» WRITTEN PROBLEM:
Reproduce the text of the article below on the two rival 2013 White House films, from "And yet, six" to "the first place?", inclusive.

» GIVEN PASSAGE:
○ ○ ○ ○ ○
The fog of war made it look like 2013’s Battle for the White House had a victor before the clash had even begun. That year saw the release of two competing projects with nearly identical premises: What would happen if terrorists took over the White House and only one brave man stood between the President of the United States and certain death?
On one side: Sony’s White House Down, directed by blockbuster veteran Roland Emmerich (Independence Day, 2012) and co-starring Jamie Foxx (as a Barack Obama-inspired Commander-in-Chief) and then-rising star Channing Tatum as his would-be rescuer. On the other: Olympus Has Fallen, a film produced by the much-smaller Millennium Entertainment, given less than half White House Down’s budget, and helmed by Gerard Butler, Aaron Eckhart and Morgan Freeman, name actors all, but not the sort of stars guaranteed to get moviegoers into theaters.
Even in retrospect, it seems like White House Down ought to have walked away the winner. Emmerich directs with a deft, light touch not found in his other films and Foxx and Tatum have a lot of fun going toe-to-toe against bad guys led by James Woods (in one of his last roles before he apparently retired to devote more time to operating as an odious right-wing Twitter troll). By contrast, Olympus Has Fallen is a joyless slog made watchable mostly by Antoine Fuqua’s technically skilled direction. But even that does little to offset grotesque scenes of terrorists slaughtering dozens of innocent civilians in attacks the film treats with the grave seriousness of an actual national tragedy, down to a Trevor Morris score that uses the sort of stern snare drum and mournful trumpet sounds usually reserved for films about D-Day.
And yet, six years later, White House Down has been all but forgotten, left on the heap of underperforming summer blockbusters, while Olympus Has Fallen has spawned two sequels, the little-loved 2016 follow-up London Has Fallen and the just-released Angel Has Fallen. Did anyone ask for this? Or better yet, how did this happen in the first place?
It’s possible to do some Monday-morning quarterbacking about the release and marketing strategies of the 2013 films. After scrambling by both Sony and Millennium, Olympus Has Fallen beat White House Down to theaters by several months, while Sony’s promotion for White House Down did little to capture its lighthearted tone or Foxx and Tatum’s chemistry. But the underlying answer is, unsurprisingly, money.
“That’s the key distinction,” says Scott Mendelson, who writes about film for Forbes. “White House Down crossed $200 million worldwide, but it cost $150 million to produce so Sony was hoping for over/under $350 million worldwide. Ironically, Olympus Has Fallen made almost identical box office numbers — but on a mere $60 million budget.”
The production studio also plays a role. Sony can chalk up White House Down as a misstep and move on to any number of other projects. For Millennium, however, this match-up proved to be a much bigger deal, and a sequel an even bigger opportunity. “A sequel makes more sense,” Screencrush editor-in-chief Matt Singer explains, “when you see that it was produced by Millennium Films, a smaller studio that mostly cranks out action pictures that either go direct-to-video or look like they could have gone straight-to-video. For Millennium, this was about as big a film as they’ve ever had.”
○ ○ ○ ○ ○
» PROVIDED MATERIAL:
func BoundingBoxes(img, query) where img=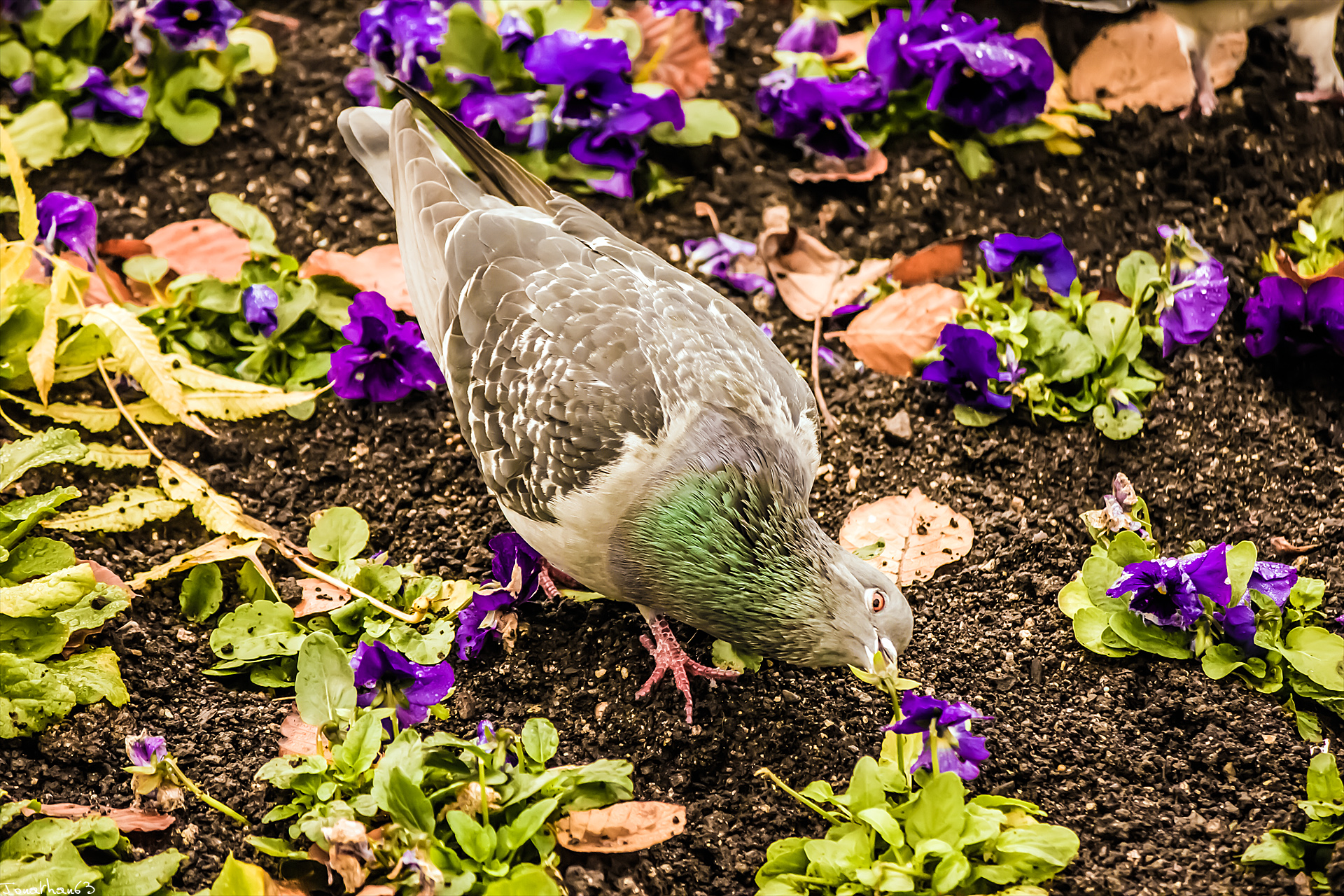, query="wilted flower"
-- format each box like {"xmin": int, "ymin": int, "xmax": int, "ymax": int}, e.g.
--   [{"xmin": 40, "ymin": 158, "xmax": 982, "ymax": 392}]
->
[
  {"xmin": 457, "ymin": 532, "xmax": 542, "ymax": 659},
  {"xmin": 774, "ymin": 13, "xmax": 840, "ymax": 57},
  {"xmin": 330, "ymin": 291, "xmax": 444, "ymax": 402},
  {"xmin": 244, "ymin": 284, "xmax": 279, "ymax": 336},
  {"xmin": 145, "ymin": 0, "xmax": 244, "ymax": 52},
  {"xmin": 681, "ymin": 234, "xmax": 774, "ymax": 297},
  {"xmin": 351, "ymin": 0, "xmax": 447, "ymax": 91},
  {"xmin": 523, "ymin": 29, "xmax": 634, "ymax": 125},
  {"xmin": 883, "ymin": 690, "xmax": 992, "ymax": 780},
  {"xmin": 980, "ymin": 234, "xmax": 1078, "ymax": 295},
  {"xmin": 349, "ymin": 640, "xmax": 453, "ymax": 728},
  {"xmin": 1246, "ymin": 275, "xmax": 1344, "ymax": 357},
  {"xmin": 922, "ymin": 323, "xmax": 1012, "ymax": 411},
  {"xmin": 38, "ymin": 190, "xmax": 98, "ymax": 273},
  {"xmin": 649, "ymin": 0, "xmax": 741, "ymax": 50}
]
○ ○ ○ ○ ○
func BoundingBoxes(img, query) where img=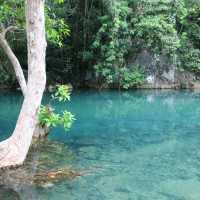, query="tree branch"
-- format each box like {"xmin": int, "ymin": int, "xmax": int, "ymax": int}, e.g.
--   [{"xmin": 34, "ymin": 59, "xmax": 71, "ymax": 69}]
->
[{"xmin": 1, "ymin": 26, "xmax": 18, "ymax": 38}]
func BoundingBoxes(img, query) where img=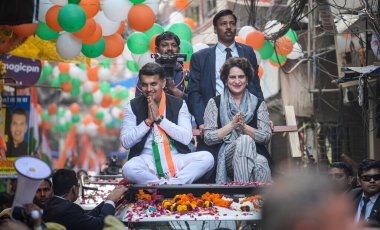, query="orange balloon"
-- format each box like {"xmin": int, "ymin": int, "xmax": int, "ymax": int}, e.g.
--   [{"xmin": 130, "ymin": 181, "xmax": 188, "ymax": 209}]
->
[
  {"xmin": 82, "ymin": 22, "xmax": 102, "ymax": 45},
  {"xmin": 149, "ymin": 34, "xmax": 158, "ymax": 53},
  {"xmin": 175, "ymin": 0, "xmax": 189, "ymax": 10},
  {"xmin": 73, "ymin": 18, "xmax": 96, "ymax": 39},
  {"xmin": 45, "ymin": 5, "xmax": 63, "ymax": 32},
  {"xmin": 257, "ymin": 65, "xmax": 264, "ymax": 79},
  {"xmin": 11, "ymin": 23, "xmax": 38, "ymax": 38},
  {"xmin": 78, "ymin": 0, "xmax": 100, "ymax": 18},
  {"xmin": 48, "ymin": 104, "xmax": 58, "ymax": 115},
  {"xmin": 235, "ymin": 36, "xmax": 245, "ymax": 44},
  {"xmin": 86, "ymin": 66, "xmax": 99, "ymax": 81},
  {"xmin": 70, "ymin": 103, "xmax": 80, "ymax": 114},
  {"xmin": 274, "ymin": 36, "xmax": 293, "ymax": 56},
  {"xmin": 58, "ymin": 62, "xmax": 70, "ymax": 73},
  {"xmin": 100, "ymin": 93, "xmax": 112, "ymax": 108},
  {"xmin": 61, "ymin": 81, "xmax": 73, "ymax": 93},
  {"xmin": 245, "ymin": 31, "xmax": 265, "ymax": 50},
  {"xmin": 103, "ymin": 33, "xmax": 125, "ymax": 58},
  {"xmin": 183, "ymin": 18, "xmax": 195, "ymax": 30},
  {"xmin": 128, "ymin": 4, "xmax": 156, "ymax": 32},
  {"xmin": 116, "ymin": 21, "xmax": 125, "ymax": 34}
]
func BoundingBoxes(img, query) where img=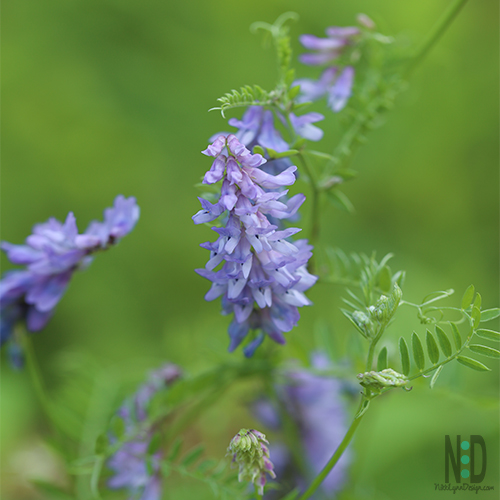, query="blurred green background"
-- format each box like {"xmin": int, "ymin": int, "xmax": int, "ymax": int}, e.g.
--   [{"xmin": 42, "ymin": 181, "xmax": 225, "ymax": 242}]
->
○ ○ ○ ○ ○
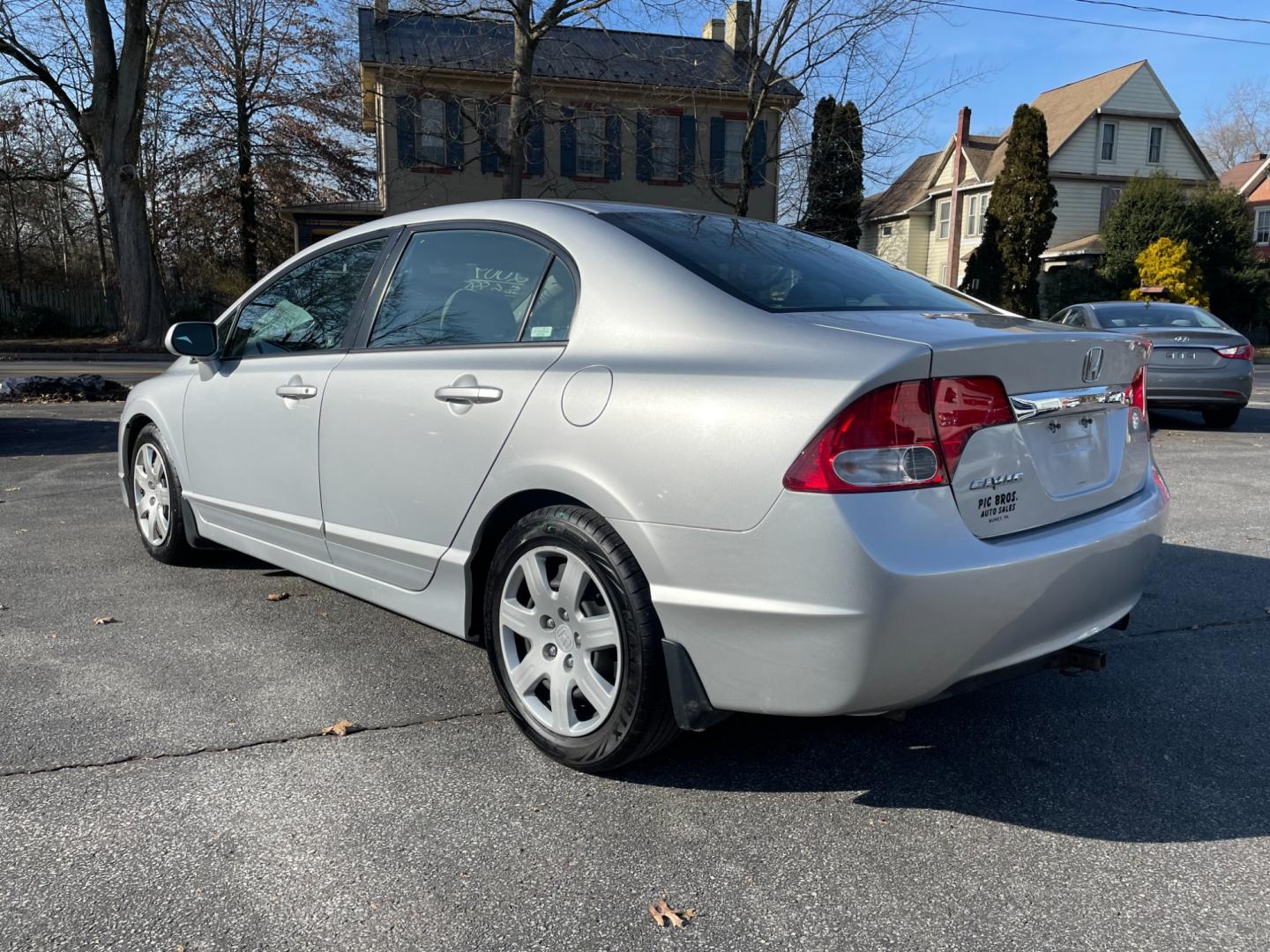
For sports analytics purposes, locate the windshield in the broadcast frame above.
○ ○ ○ ○ ○
» EXPECTED ANSWER:
And yet, six years later, White House Down has been all but forgotten, left on the heap of underperforming summer blockbusters, while Olympus Has Fallen has spawned two sequels, the little-loved 2016 follow-up London Has Fallen and the just-released Angel Has Fallen. Did anyone ask for this? Or better yet, how did this happen in the first place?